Stored data>
◇ ◇ ◇ ◇
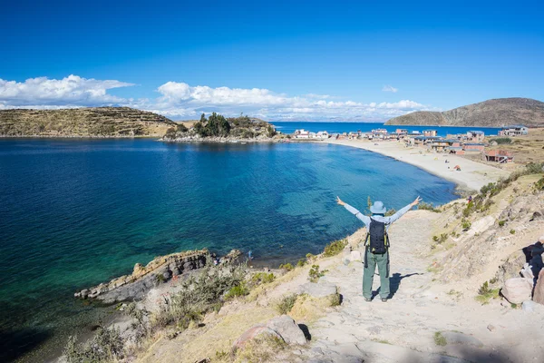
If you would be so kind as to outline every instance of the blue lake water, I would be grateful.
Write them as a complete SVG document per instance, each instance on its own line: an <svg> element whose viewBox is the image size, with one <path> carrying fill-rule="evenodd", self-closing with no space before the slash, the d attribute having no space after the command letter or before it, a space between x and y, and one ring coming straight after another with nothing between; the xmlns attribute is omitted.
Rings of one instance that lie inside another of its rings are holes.
<svg viewBox="0 0 544 363"><path fill-rule="evenodd" d="M454 187L339 145L0 140L0 361L95 323L73 292L136 262L203 247L295 261L361 227L335 195L399 209L447 202Z"/></svg>
<svg viewBox="0 0 544 363"><path fill-rule="evenodd" d="M281 122L272 123L277 131L283 133L293 133L295 130L305 129L310 132L317 132L326 131L333 132L349 132L361 131L368 132L374 129L385 129L389 132L394 132L396 129L406 129L410 132L413 131L423 132L423 130L436 130L439 136L446 136L448 133L466 133L471 130L480 130L486 135L497 135L500 128L493 127L452 127L452 126L389 126L384 123L300 123L300 122Z"/></svg>

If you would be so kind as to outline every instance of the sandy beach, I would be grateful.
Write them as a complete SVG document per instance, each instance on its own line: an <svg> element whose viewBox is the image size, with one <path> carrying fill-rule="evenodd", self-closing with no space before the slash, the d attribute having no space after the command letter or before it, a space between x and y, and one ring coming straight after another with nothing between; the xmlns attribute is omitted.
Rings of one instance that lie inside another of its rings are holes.
<svg viewBox="0 0 544 363"><path fill-rule="evenodd" d="M425 152L423 149L407 148L403 143L397 142L375 142L364 140L330 140L325 142L364 149L408 162L441 178L453 182L461 189L467 191L480 191L482 186L489 182L496 182L500 178L506 178L510 174L501 169L472 162L461 156ZM446 160L450 162L446 163ZM461 172L453 170L455 165L461 167Z"/></svg>

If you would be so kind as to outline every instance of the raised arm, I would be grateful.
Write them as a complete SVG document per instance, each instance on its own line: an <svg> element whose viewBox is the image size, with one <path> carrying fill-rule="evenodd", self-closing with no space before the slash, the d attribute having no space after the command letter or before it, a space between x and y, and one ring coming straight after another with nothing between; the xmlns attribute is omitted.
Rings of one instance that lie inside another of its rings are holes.
<svg viewBox="0 0 544 363"><path fill-rule="evenodd" d="M417 197L415 199L415 201L413 201L413 202L411 202L410 204L408 204L407 206L405 206L404 208L403 208L402 210L400 210L399 211L397 211L391 217L385 217L385 223L386 224L393 223L393 221L395 221L396 220L398 220L399 218L401 218L402 216L406 214L406 212L408 211L410 211L412 209L412 207L418 205L420 201L421 201L421 198Z"/></svg>
<svg viewBox="0 0 544 363"><path fill-rule="evenodd" d="M365 216L364 214L361 213L359 211L357 211L351 205L347 204L346 202L345 202L338 197L336 197L336 202L338 204L340 204L341 206L343 206L344 208L345 208L347 210L347 211L349 211L350 213L352 213L353 215L357 217L363 223L364 223L364 225L366 227L368 227L370 225L370 217Z"/></svg>

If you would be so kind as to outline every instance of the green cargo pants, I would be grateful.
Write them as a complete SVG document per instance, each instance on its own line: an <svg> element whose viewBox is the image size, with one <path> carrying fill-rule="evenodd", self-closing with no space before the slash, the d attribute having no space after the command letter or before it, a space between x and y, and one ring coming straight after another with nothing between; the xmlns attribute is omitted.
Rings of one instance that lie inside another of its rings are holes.
<svg viewBox="0 0 544 363"><path fill-rule="evenodd" d="M383 255L367 252L367 266L363 270L363 296L366 299L372 299L372 282L374 274L378 265L380 272L380 297L382 299L389 298L389 252Z"/></svg>

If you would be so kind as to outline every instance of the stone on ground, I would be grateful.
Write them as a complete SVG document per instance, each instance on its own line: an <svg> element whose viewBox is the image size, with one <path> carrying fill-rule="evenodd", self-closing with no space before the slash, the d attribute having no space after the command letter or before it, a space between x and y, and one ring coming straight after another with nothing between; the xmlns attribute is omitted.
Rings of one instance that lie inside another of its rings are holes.
<svg viewBox="0 0 544 363"><path fill-rule="evenodd" d="M276 331L287 344L306 344L306 338L304 332L298 328L295 320L287 316L274 318L267 323L267 327Z"/></svg>
<svg viewBox="0 0 544 363"><path fill-rule="evenodd" d="M544 305L544 270L540 270L533 295L533 301Z"/></svg>
<svg viewBox="0 0 544 363"><path fill-rule="evenodd" d="M442 335L446 338L448 344L462 344L474 347L483 347L481 341L474 337L455 331L444 331Z"/></svg>
<svg viewBox="0 0 544 363"><path fill-rule="evenodd" d="M530 299L532 281L525 278L509 279L504 282L504 287L500 292L510 302L520 304Z"/></svg>
<svg viewBox="0 0 544 363"><path fill-rule="evenodd" d="M241 349L246 346L246 344L248 344L248 342L249 342L252 339L255 339L256 338L263 334L268 334L272 337L276 337L280 339L282 338L279 334L277 334L275 330L271 329L270 328L257 324L249 328L248 330L246 330L246 332L244 332L244 334L242 334L238 339L236 339L236 341L232 345L232 349Z"/></svg>
<svg viewBox="0 0 544 363"><path fill-rule="evenodd" d="M314 298L325 298L335 295L336 291L336 285L326 282L307 282L298 288L299 293L307 294Z"/></svg>
<svg viewBox="0 0 544 363"><path fill-rule="evenodd" d="M523 304L521 304L521 309L523 311L544 314L544 305L540 305L531 300L523 301Z"/></svg>

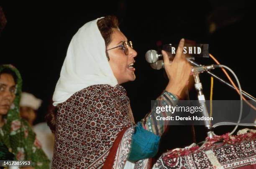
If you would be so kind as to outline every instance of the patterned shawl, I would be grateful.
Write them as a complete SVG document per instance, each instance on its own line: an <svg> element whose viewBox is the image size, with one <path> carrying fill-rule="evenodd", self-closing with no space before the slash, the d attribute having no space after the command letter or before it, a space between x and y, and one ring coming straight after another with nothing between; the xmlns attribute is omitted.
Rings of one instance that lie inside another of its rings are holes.
<svg viewBox="0 0 256 169"><path fill-rule="evenodd" d="M58 110L53 169L123 168L134 126L121 86L95 85L76 92ZM146 168L147 161L135 168Z"/></svg>

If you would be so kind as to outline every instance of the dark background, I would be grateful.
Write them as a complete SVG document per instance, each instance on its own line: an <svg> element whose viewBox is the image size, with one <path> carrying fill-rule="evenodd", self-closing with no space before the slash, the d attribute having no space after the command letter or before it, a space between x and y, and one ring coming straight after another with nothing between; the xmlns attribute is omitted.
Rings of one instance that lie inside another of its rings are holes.
<svg viewBox="0 0 256 169"><path fill-rule="evenodd" d="M231 68L243 89L255 96L255 7L252 1L95 1L0 3L7 20L0 35L0 64L16 67L23 78L23 91L44 101L35 123L44 120L72 36L86 23L108 15L118 17L121 30L133 41L138 52L136 79L123 84L136 121L149 111L150 101L159 96L168 82L163 70L154 70L147 63L145 53L161 50L161 44L178 43L182 38L209 44L210 53ZM210 33L213 23L216 29ZM196 61L214 63L210 58ZM220 70L214 72L226 79ZM209 99L210 76L202 74L200 77ZM233 89L214 82L214 100L239 99ZM194 90L189 92L191 100L196 99ZM202 141L206 136L204 127L195 128L197 142ZM224 134L232 129L223 127L219 131ZM159 153L190 144L192 135L190 126L171 126L162 139Z"/></svg>

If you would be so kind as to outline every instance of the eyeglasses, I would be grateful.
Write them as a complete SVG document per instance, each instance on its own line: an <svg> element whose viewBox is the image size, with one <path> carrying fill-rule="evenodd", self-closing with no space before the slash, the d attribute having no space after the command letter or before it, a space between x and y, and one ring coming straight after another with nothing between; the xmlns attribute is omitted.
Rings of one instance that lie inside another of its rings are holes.
<svg viewBox="0 0 256 169"><path fill-rule="evenodd" d="M108 49L106 51L111 50L111 49L115 49L115 48L121 47L123 48L123 51L124 52L125 55L128 55L128 46L130 46L131 48L133 48L133 43L132 43L131 41L129 41L128 43L127 43L126 42L123 42L123 43L122 45L119 45L118 46L116 46L113 48L111 48L111 49Z"/></svg>

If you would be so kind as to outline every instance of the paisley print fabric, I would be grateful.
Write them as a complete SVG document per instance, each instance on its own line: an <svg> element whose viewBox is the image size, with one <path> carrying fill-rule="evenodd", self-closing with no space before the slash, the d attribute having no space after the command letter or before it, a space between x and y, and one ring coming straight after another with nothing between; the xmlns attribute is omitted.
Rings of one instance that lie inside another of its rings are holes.
<svg viewBox="0 0 256 169"><path fill-rule="evenodd" d="M91 86L59 106L53 169L101 168L117 135L135 125L129 99L120 85Z"/></svg>

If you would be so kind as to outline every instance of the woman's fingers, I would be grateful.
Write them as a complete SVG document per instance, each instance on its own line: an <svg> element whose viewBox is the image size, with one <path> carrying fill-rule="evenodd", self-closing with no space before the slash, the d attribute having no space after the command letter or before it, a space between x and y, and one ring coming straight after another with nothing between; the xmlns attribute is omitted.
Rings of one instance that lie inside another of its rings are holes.
<svg viewBox="0 0 256 169"><path fill-rule="evenodd" d="M162 50L162 54L163 55L163 57L164 58L164 67L166 67L168 65L170 64L170 61L169 60L169 58L168 58L168 55L166 53L166 52L164 50Z"/></svg>

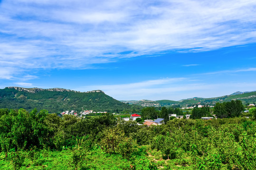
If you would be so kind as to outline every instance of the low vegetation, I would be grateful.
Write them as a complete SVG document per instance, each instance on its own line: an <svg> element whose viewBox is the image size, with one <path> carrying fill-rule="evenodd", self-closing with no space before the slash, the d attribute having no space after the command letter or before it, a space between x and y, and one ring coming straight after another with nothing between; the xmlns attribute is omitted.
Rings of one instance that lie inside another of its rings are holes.
<svg viewBox="0 0 256 170"><path fill-rule="evenodd" d="M255 170L256 126L245 118L138 125L104 114L0 110L2 170Z"/></svg>

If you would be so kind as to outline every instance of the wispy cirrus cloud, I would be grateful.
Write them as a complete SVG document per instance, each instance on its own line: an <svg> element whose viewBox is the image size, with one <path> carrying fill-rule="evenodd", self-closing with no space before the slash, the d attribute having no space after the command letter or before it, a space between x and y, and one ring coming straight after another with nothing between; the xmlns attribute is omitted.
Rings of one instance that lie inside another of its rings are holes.
<svg viewBox="0 0 256 170"><path fill-rule="evenodd" d="M187 65L182 65L183 67L190 67L190 66L199 66L200 64L187 64Z"/></svg>
<svg viewBox="0 0 256 170"><path fill-rule="evenodd" d="M30 83L26 82L17 82L15 84L16 85L20 85L21 87L31 87L33 86L33 84Z"/></svg>
<svg viewBox="0 0 256 170"><path fill-rule="evenodd" d="M253 0L3 1L0 67L8 73L0 78L255 42L255 8Z"/></svg>
<svg viewBox="0 0 256 170"><path fill-rule="evenodd" d="M247 68L245 69L239 69L235 70L221 70L216 72L202 73L204 75L214 75L223 73L235 73L248 71L256 71L256 68Z"/></svg>
<svg viewBox="0 0 256 170"><path fill-rule="evenodd" d="M166 78L133 83L88 85L76 89L81 92L101 89L119 100L148 99L178 101L194 97L210 98L228 95L239 89L255 90L256 83L209 82L191 77Z"/></svg>

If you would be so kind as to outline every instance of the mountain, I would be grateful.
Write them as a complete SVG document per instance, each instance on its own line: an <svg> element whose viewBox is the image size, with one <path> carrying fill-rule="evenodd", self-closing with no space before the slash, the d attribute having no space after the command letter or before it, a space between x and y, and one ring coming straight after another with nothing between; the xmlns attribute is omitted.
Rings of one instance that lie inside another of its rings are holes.
<svg viewBox="0 0 256 170"><path fill-rule="evenodd" d="M87 92L59 88L44 89L9 87L0 89L0 108L46 109L49 112L93 110L119 112L134 111L140 107L119 102L101 90Z"/></svg>
<svg viewBox="0 0 256 170"><path fill-rule="evenodd" d="M128 102L129 104L136 104L142 106L193 106L196 104L214 105L216 102L229 102L232 100L241 100L244 104L256 102L256 91L237 92L230 95L210 98L193 97L187 99L182 99L179 101L162 100L156 101L143 100L136 102ZM123 101L123 102L127 102Z"/></svg>

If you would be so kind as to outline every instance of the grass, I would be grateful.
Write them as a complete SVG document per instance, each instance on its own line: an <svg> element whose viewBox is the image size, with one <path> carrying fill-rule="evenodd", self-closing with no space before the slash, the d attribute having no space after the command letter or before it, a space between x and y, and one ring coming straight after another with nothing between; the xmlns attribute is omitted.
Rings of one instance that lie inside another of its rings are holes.
<svg viewBox="0 0 256 170"><path fill-rule="evenodd" d="M71 150L51 151L46 153L40 150L35 152L33 157L29 156L29 152L21 152L25 159L20 170L75 169ZM3 153L0 153L0 159L1 170L14 169L11 153L9 153L7 161ZM150 163L160 170L192 170L194 168L190 165L189 158L182 159L185 162L182 164L178 159L167 160L161 151L152 150L148 145L140 147L138 152L132 155L130 159L123 158L119 154L105 153L96 148L87 152L78 170L130 170L132 165L135 166L136 170L150 170L148 167Z"/></svg>

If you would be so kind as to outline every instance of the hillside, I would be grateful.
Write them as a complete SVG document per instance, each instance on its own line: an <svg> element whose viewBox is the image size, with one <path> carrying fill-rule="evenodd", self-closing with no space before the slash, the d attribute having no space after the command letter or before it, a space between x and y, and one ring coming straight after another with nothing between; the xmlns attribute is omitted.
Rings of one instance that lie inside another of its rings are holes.
<svg viewBox="0 0 256 170"><path fill-rule="evenodd" d="M140 107L120 102L101 90L80 92L62 88L44 89L18 87L0 89L0 108L46 109L49 112L93 110L133 111Z"/></svg>
<svg viewBox="0 0 256 170"><path fill-rule="evenodd" d="M195 104L209 104L214 105L216 102L229 102L232 100L239 100L243 102L244 104L247 103L256 102L256 92L237 92L230 95L225 95L220 97L203 98L200 97L194 97L187 99L182 99L179 101L174 101L168 100L162 100L156 101L152 101L146 100L142 100L139 101L134 101L128 102L129 104L135 104L142 106L191 106Z"/></svg>

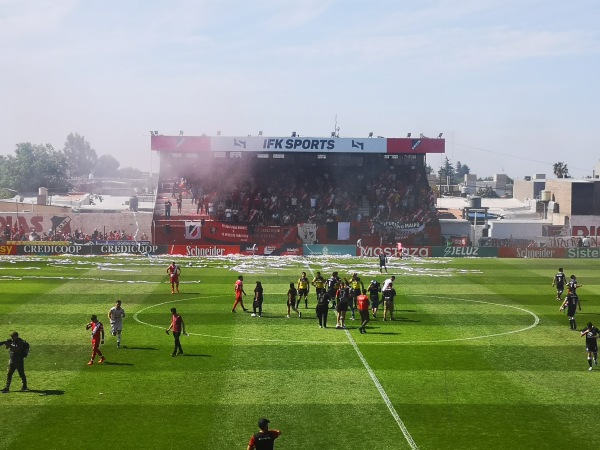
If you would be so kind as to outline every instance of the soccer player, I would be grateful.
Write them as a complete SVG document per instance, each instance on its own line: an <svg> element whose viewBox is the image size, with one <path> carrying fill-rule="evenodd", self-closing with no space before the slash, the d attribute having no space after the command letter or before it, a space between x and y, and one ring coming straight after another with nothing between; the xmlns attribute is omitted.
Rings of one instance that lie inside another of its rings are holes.
<svg viewBox="0 0 600 450"><path fill-rule="evenodd" d="M393 277L392 277L393 278ZM387 288L382 291L383 297L383 321L387 318L387 313L390 313L390 320L394 320L394 297L396 297L396 289L394 284L388 284Z"/></svg>
<svg viewBox="0 0 600 450"><path fill-rule="evenodd" d="M288 301L287 301L288 315L286 317L289 319L290 312L295 311L296 313L298 313L298 317L302 319L302 313L300 311L298 311L298 308L296 307L296 305L297 305L296 298L298 296L298 291L296 290L294 283L290 283L290 288L288 289L287 295L288 295Z"/></svg>
<svg viewBox="0 0 600 450"><path fill-rule="evenodd" d="M361 294L362 291L365 290L365 285L360 280L360 277L357 273L352 274L352 278L350 279L350 310L352 311L351 319L354 320L354 310L356 309L356 299Z"/></svg>
<svg viewBox="0 0 600 450"><path fill-rule="evenodd" d="M235 303L233 304L233 308L231 308L231 312L236 312L235 308L237 308L238 303L242 305L244 312L248 311L242 300L242 294L246 295L246 291L244 291L244 277L242 275L238 276L233 289L235 291Z"/></svg>
<svg viewBox="0 0 600 450"><path fill-rule="evenodd" d="M569 318L569 326L571 327L571 330L573 330L573 331L577 330L577 324L575 323L575 313L577 312L578 304L579 304L579 299L577 298L577 296L574 295L572 292L569 292L567 294L567 297L565 298L565 301L563 302L562 306L559 309L559 311L561 311L561 312L564 309L567 310L567 317ZM581 310L581 306L579 307L579 309Z"/></svg>
<svg viewBox="0 0 600 450"><path fill-rule="evenodd" d="M326 286L327 286L327 295L329 295L329 298L331 300L333 300L331 308L335 308L335 299L337 297L337 291L340 288L340 277L338 277L338 273L337 272L333 272L331 274L331 277L329 277L327 279L327 281L325 282Z"/></svg>
<svg viewBox="0 0 600 450"><path fill-rule="evenodd" d="M104 325L98 320L95 314L90 317L90 322L85 326L86 330L92 329L92 358L88 362L88 366L94 364L96 355L100 356L98 364L102 364L106 358L100 351L100 344L104 344Z"/></svg>
<svg viewBox="0 0 600 450"><path fill-rule="evenodd" d="M373 318L377 318L377 308L379 307L379 292L381 292L381 286L379 281L371 280L369 287L369 300L371 301L371 311L373 312Z"/></svg>
<svg viewBox="0 0 600 450"><path fill-rule="evenodd" d="M175 348L171 356L183 355L183 348L181 347L181 333L187 336L185 332L185 323L183 323L183 318L177 314L177 309L171 308L171 325L165 331L169 334L169 330L173 331L173 338L175 339Z"/></svg>
<svg viewBox="0 0 600 450"><path fill-rule="evenodd" d="M350 288L344 282L340 283L340 288L336 293L337 304L335 310L337 312L336 328L346 328L346 313L348 312L348 303L350 299Z"/></svg>
<svg viewBox="0 0 600 450"><path fill-rule="evenodd" d="M594 358L594 365L598 365L598 336L600 336L600 330L592 325L592 322L588 322L588 326L581 332L581 336L585 336L585 349L588 352L588 364L592 370L592 357Z"/></svg>
<svg viewBox="0 0 600 450"><path fill-rule="evenodd" d="M300 301L304 297L304 308L308 308L308 286L309 281L306 278L306 272L302 272L300 278L298 278L298 300L296 300L296 309L300 307Z"/></svg>
<svg viewBox="0 0 600 450"><path fill-rule="evenodd" d="M325 278L321 275L321 272L317 272L314 280L310 283L315 287L315 291L317 294L317 300L322 293L325 293Z"/></svg>
<svg viewBox="0 0 600 450"><path fill-rule="evenodd" d="M8 371L6 372L6 386L2 389L4 394L10 391L12 376L15 371L21 377L23 383L22 391L28 391L27 377L25 376L25 358L28 353L27 343L19 337L19 333L13 331L10 334L10 340L0 342L0 345L5 345L9 350Z"/></svg>
<svg viewBox="0 0 600 450"><path fill-rule="evenodd" d="M256 287L254 288L254 301L252 302L252 317L262 317L262 302L263 302L263 287L260 281L256 282ZM256 310L258 309L258 314L256 314Z"/></svg>
<svg viewBox="0 0 600 450"><path fill-rule="evenodd" d="M565 281L567 281L567 276L565 275L563 268L558 268L558 273L554 275L554 279L552 280L552 287L556 286L556 300L562 301L562 294L565 291Z"/></svg>
<svg viewBox="0 0 600 450"><path fill-rule="evenodd" d="M171 265L167 267L167 273L171 279L171 294L175 293L175 289L177 289L177 293L179 294L179 275L181 274L181 267L173 261Z"/></svg>
<svg viewBox="0 0 600 450"><path fill-rule="evenodd" d="M315 312L317 313L317 319L319 319L319 328L327 328L327 315L329 314L329 295L323 291L317 298L317 306Z"/></svg>
<svg viewBox="0 0 600 450"><path fill-rule="evenodd" d="M117 300L115 306L108 311L108 320L110 320L110 334L117 337L117 348L121 348L121 331L123 330L123 319L125 310L121 308L121 300Z"/></svg>
<svg viewBox="0 0 600 450"><path fill-rule="evenodd" d="M271 450L274 448L275 439L281 436L279 430L269 430L269 419L260 419L258 421L258 428L260 431L255 433L248 442L247 450Z"/></svg>
<svg viewBox="0 0 600 450"><path fill-rule="evenodd" d="M385 291L385 290L388 288L388 286L391 286L391 285L392 285L392 283L393 283L394 281L396 281L396 277L395 277L394 275L392 275L390 278L386 278L386 279L383 281L383 286L381 287L381 291L382 291L382 292L383 292L383 291Z"/></svg>
<svg viewBox="0 0 600 450"><path fill-rule="evenodd" d="M369 297L367 297L367 290L363 289L362 294L356 297L356 305L358 307L358 313L360 314L361 324L358 327L360 334L367 332L366 326L369 323Z"/></svg>
<svg viewBox="0 0 600 450"><path fill-rule="evenodd" d="M569 279L569 284L567 285L569 292L572 292L573 295L577 296L578 287L581 287L581 285L577 283L577 277L575 275L571 275Z"/></svg>
<svg viewBox="0 0 600 450"><path fill-rule="evenodd" d="M385 269L385 273L387 273L387 266L385 265L387 262L387 256L384 253L379 254L379 273L383 273L383 269Z"/></svg>

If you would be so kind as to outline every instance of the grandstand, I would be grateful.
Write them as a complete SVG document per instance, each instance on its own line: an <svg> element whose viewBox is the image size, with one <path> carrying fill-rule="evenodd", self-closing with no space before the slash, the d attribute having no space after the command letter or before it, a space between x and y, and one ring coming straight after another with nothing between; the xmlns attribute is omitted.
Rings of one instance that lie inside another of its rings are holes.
◇ ◇ ◇ ◇
Requirement>
Copy the lines of the listing verbatim, from its start through the line that contains "187L339 145L0 140L0", including that line, and omit the pictures from your answer.

Answer below>
If you would be so kind as to outline every instance of the blue lake water, I would be grateful.
Write them as a complete SVG document per instance, each instance on its own line: an <svg> element whose viewBox is the image size, with one <path> carrying fill-rule="evenodd", self-closing with no space before the slash, the d attribute having no space after the command letter or before it, a space between x and y, and one ring coming straight after another with nothing between; the xmlns attribute is omitted.
Rings of one instance that lie inside another of its rings are holes.
<svg viewBox="0 0 544 363"><path fill-rule="evenodd" d="M454 187L339 145L0 140L0 361L95 323L73 292L136 262L203 247L295 261L361 227L335 195L399 209L447 202Z"/></svg>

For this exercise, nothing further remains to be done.